**What you need to do:** Pull out every line from the one containing "487, row 217." down to the one containing "column 342, row 351", both included, and repeat them without changes. Leave the pictures out of your answer.

**Extracted records:**
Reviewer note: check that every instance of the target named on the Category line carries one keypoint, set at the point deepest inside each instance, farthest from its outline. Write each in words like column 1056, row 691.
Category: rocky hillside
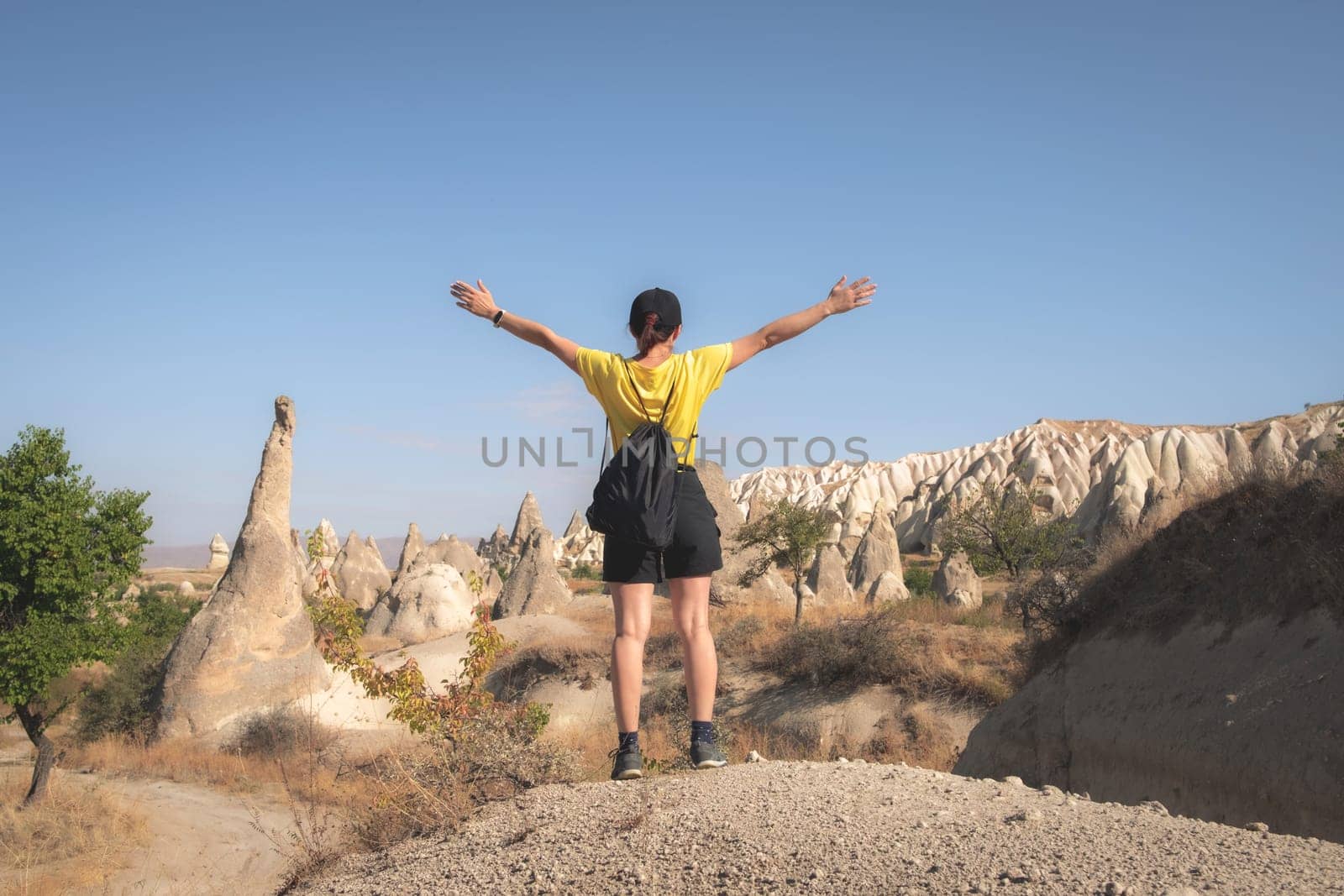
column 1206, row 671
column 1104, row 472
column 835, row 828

--

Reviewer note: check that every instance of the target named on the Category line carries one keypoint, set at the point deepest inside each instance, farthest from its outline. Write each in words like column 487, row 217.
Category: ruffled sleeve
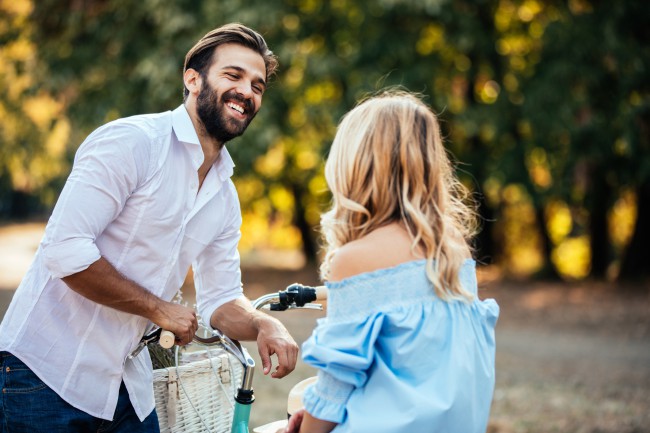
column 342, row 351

---

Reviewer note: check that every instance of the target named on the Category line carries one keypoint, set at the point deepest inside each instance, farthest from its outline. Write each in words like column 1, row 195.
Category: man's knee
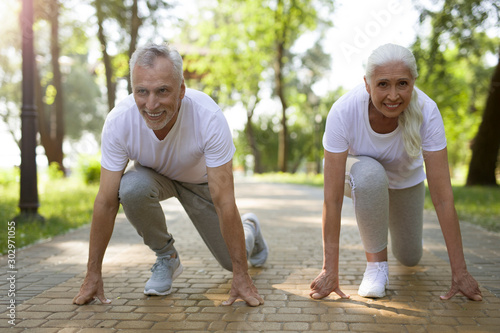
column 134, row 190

**Solved exercise:**
Reviewer note: check that every instance of the target named on the Category line carries one keypoint, set at the point deepest inside each instance, farthest from its outline. Write each in words like column 487, row 217.
Category: ruffled sleeve
column 342, row 351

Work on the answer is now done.